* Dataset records
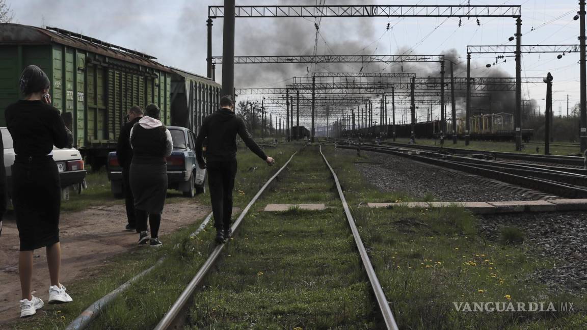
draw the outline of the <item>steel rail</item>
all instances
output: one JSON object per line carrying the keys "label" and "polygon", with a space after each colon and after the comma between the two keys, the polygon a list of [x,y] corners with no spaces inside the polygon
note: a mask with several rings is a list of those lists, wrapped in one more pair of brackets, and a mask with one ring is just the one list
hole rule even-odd
{"label": "steel rail", "polygon": [[[389,146],[396,146],[410,148],[415,148],[424,150],[438,150],[441,148],[433,146],[423,146],[413,144],[407,144],[406,143],[398,143],[396,142],[383,142],[384,144]],[[442,148],[443,150],[448,152],[455,154],[471,154],[480,153],[484,154],[493,154],[500,158],[507,159],[516,159],[518,160],[529,160],[532,161],[539,161],[542,163],[551,163],[554,164],[564,164],[566,165],[578,165],[583,166],[584,159],[582,157],[573,156],[552,156],[541,154],[526,154],[518,153],[508,153],[503,151],[488,151],[487,150],[478,150],[473,149],[461,149],[458,148]]]}
{"label": "steel rail", "polygon": [[[339,148],[346,149],[355,149],[356,146],[339,146]],[[556,194],[570,198],[585,198],[587,197],[587,190],[582,188],[569,186],[561,184],[558,182],[554,182],[549,180],[541,180],[534,177],[522,176],[510,173],[495,170],[488,169],[482,169],[471,165],[463,164],[457,161],[440,159],[438,158],[432,158],[411,153],[406,153],[406,151],[397,151],[389,149],[378,147],[377,146],[366,146],[360,147],[362,150],[372,151],[383,153],[388,153],[406,157],[434,165],[438,165],[444,167],[448,167],[453,170],[464,171],[475,175],[483,176],[486,177],[498,180],[504,182],[508,182],[514,184],[518,184],[524,187],[529,187],[537,189],[542,191]]]}
{"label": "steel rail", "polygon": [[[289,159],[287,161],[287,162],[284,164],[284,166],[282,166],[281,168],[273,175],[273,176],[269,178],[269,179],[265,183],[265,184],[261,187],[261,189],[259,190],[257,194],[255,194],[252,199],[251,200],[251,201],[249,201],[247,205],[247,207],[245,207],[244,210],[241,212],[241,214],[238,216],[238,218],[236,220],[236,221],[234,221],[234,223],[231,227],[233,233],[236,233],[237,229],[241,224],[241,223],[242,222],[242,219],[245,215],[247,215],[247,214],[248,213],[251,207],[252,206],[255,201],[257,201],[257,199],[259,196],[261,196],[261,194],[263,193],[265,188],[266,188],[269,184],[273,181],[273,180],[277,177],[277,176],[278,176],[279,173],[281,173],[281,171],[283,171],[286,167],[287,167],[287,166],[289,164],[289,162],[291,161],[291,160],[296,153],[294,153],[294,154],[289,157]],[[161,321],[159,321],[159,323],[157,324],[157,326],[155,326],[155,330],[166,330],[167,329],[169,329],[170,327],[176,322],[177,318],[180,316],[180,312],[183,309],[183,308],[185,307],[186,304],[189,301],[190,298],[193,294],[194,291],[195,290],[198,284],[200,284],[206,274],[208,274],[208,272],[212,268],[212,265],[214,265],[216,262],[217,259],[218,259],[218,257],[220,255],[220,253],[224,248],[225,245],[225,244],[220,244],[214,248],[212,253],[211,253],[208,256],[208,259],[204,263],[204,264],[202,265],[200,270],[198,271],[198,272],[195,274],[193,278],[192,278],[191,281],[185,287],[185,289],[184,289],[183,292],[181,292],[181,294],[180,295],[177,300],[176,301],[169,310],[167,311],[167,312],[165,314],[163,318],[162,318]]]}
{"label": "steel rail", "polygon": [[342,188],[340,187],[340,183],[338,180],[338,177],[336,176],[336,173],[335,173],[334,170],[332,169],[332,167],[330,166],[328,163],[328,160],[326,160],[326,156],[322,153],[322,146],[320,146],[320,154],[322,155],[324,162],[328,166],[328,169],[332,174],[332,177],[336,183],[336,189],[338,190],[338,194],[340,197],[340,201],[342,201],[342,206],[345,208],[345,214],[346,215],[346,219],[349,222],[349,225],[350,227],[350,230],[353,233],[355,243],[357,245],[357,248],[359,250],[359,253],[360,254],[363,265],[367,271],[369,282],[371,283],[371,287],[375,294],[375,297],[377,298],[377,302],[379,305],[379,308],[383,316],[383,319],[385,320],[385,324],[387,325],[387,329],[398,330],[397,324],[396,323],[395,318],[394,318],[392,310],[389,308],[389,303],[387,302],[387,299],[385,297],[385,293],[383,292],[383,289],[381,287],[381,284],[379,283],[379,280],[377,277],[377,274],[375,274],[375,270],[373,268],[373,265],[371,264],[371,261],[367,254],[367,250],[363,244],[363,241],[361,240],[361,237],[359,234],[359,230],[357,229],[357,225],[355,223],[355,220],[353,219],[353,215],[350,214],[350,210],[349,209],[349,205],[346,203],[346,198],[345,198],[345,194],[343,193]]}
{"label": "steel rail", "polygon": [[[212,218],[212,213],[210,213],[204,221],[202,221],[201,224],[198,227],[198,229],[195,230],[194,233],[192,233],[190,235],[190,237],[193,237],[200,233],[208,224],[210,220]],[[77,318],[75,318],[71,323],[68,325],[68,327],[65,328],[66,330],[80,330],[82,329],[85,329],[87,326],[90,325],[90,323],[93,321],[96,318],[102,313],[104,308],[106,308],[110,302],[112,302],[116,297],[119,296],[120,294],[124,292],[126,289],[129,288],[130,285],[133,282],[139,280],[143,276],[147,275],[147,274],[151,272],[151,271],[154,270],[158,266],[160,265],[165,260],[167,257],[163,257],[157,260],[157,262],[154,265],[151,266],[149,268],[141,271],[138,274],[134,275],[132,278],[127,281],[123,285],[120,285],[118,288],[116,288],[110,293],[106,294],[102,298],[100,298],[98,300],[95,301],[92,305],[86,308],[84,311],[82,312]]]}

* What the exercise asks
Can you arrange every line of the material above as a numbered list, skipping any blank lines and leaving the pictures out?

* Task output
1. draw the outline of the <item>steel rail</item>
2. all instances
3. output: one JSON object per line carrying the keys "label" and "polygon", with a space after each colon and after the comma between the two keys, the polygon a list of [x,y] corners with no spaces inside the polygon
4. note: a mask with several rings is a list of those lists, wrapped in one more pair of brackets, and a mask with one ring is just the one list
5. hole rule even-odd
6. {"label": "steel rail", "polygon": [[[389,146],[396,146],[410,148],[415,148],[424,150],[438,150],[441,148],[433,146],[423,146],[413,144],[407,144],[406,143],[398,143],[396,142],[383,142],[384,144]],[[442,148],[443,150],[448,152],[455,154],[471,154],[480,153],[484,154],[493,154],[500,158],[507,159],[516,159],[518,160],[529,160],[532,161],[539,161],[542,163],[551,163],[554,164],[564,164],[566,165],[578,165],[583,166],[584,159],[582,157],[573,156],[552,156],[541,154],[526,154],[518,153],[508,153],[503,151],[488,151],[487,150],[478,150],[473,149],[461,149],[458,148]]]}
7. {"label": "steel rail", "polygon": [[[339,148],[346,149],[355,149],[356,146],[339,146]],[[556,194],[570,198],[585,198],[587,197],[587,190],[582,188],[569,186],[561,184],[558,182],[554,182],[549,180],[541,180],[534,177],[522,176],[510,173],[495,170],[488,169],[482,169],[471,165],[463,164],[457,161],[440,159],[438,158],[432,158],[411,153],[406,153],[406,151],[397,151],[389,149],[378,147],[377,146],[366,146],[360,147],[362,150],[372,151],[383,153],[388,153],[406,157],[434,165],[438,165],[444,167],[448,167],[453,170],[464,171],[475,175],[483,176],[486,177],[498,180],[504,182],[508,182],[514,184],[518,184],[524,187],[529,187],[537,189],[542,191]]]}
8. {"label": "steel rail", "polygon": [[[289,159],[287,161],[287,162],[284,164],[284,166],[282,166],[281,168],[273,175],[273,176],[269,178],[269,179],[265,183],[265,184],[261,187],[261,189],[259,190],[257,194],[255,194],[252,199],[251,200],[251,201],[249,201],[247,205],[247,207],[245,207],[244,210],[241,212],[241,214],[238,216],[238,218],[236,220],[236,221],[234,221],[234,223],[231,227],[233,233],[236,233],[237,229],[241,224],[241,223],[242,222],[242,219],[245,215],[247,215],[247,214],[248,213],[251,207],[252,206],[255,201],[257,201],[257,199],[259,196],[261,196],[261,194],[263,193],[265,188],[266,188],[269,184],[273,181],[273,180],[277,177],[277,176],[278,176],[279,173],[281,173],[281,171],[283,171],[286,167],[287,167],[287,166],[289,164],[289,162],[291,161],[291,160],[296,153],[294,153],[294,154],[289,157]],[[161,321],[159,321],[159,323],[157,324],[157,326],[155,326],[155,330],[166,330],[167,329],[169,329],[170,327],[176,322],[177,318],[180,316],[180,312],[183,309],[183,308],[185,307],[186,304],[189,301],[190,298],[193,294],[194,291],[195,290],[198,284],[200,284],[206,274],[208,274],[208,272],[212,268],[212,265],[214,265],[216,262],[217,259],[218,259],[218,257],[220,255],[220,253],[224,248],[225,245],[225,244],[220,244],[214,248],[212,253],[211,253],[208,256],[208,259],[204,263],[204,264],[202,265],[200,270],[198,271],[198,272],[195,274],[193,278],[192,278],[191,281],[185,287],[185,289],[184,289],[183,292],[181,292],[181,294],[180,295],[177,300],[176,301],[169,310],[167,311],[167,312],[165,314],[163,318],[162,318]]]}
9. {"label": "steel rail", "polygon": [[342,188],[340,187],[340,183],[338,180],[338,177],[336,176],[336,173],[335,173],[334,170],[332,169],[332,167],[330,166],[328,163],[328,160],[326,160],[326,156],[322,153],[322,146],[320,146],[320,154],[322,155],[324,162],[328,166],[328,169],[332,174],[332,177],[336,183],[336,189],[338,190],[338,194],[340,197],[340,201],[342,201],[342,206],[345,208],[345,214],[346,215],[346,219],[349,222],[349,225],[350,227],[350,230],[353,233],[355,243],[357,245],[357,248],[359,250],[359,253],[360,254],[363,265],[367,271],[369,282],[371,283],[371,287],[375,294],[375,297],[377,298],[377,302],[379,305],[379,308],[383,316],[383,319],[385,320],[385,324],[387,325],[387,329],[398,330],[397,324],[396,323],[395,318],[394,318],[392,310],[389,308],[389,303],[387,302],[387,299],[385,297],[385,293],[383,292],[383,289],[381,287],[381,284],[379,283],[379,280],[377,277],[377,274],[375,274],[375,270],[373,268],[373,265],[371,264],[371,261],[367,254],[367,250],[363,244],[363,241],[361,240],[361,237],[359,234],[359,230],[357,229],[357,225],[355,223],[355,220],[353,219],[353,215],[350,214],[350,210],[349,209],[349,205],[346,203],[346,198],[345,198],[345,194],[343,193]]}
10. {"label": "steel rail", "polygon": [[[212,218],[212,213],[210,213],[204,221],[202,221],[201,224],[198,227],[198,229],[195,230],[194,233],[192,233],[190,235],[190,237],[193,237],[200,233],[208,224],[210,220]],[[77,318],[75,318],[71,323],[68,325],[68,327],[65,328],[66,330],[80,330],[82,329],[85,329],[87,326],[90,325],[90,323],[93,321],[96,318],[102,313],[104,308],[106,308],[110,302],[112,302],[116,297],[119,296],[120,294],[124,292],[126,289],[129,288],[130,285],[133,282],[139,280],[143,276],[147,275],[147,274],[151,272],[151,271],[154,270],[158,266],[160,265],[165,260],[167,257],[163,257],[157,260],[157,262],[154,265],[151,266],[149,268],[141,271],[138,274],[134,275],[132,278],[127,281],[123,285],[120,285],[118,288],[116,288],[110,293],[106,294],[102,298],[100,298],[98,300],[95,301],[92,305],[86,308],[84,311],[82,312]]]}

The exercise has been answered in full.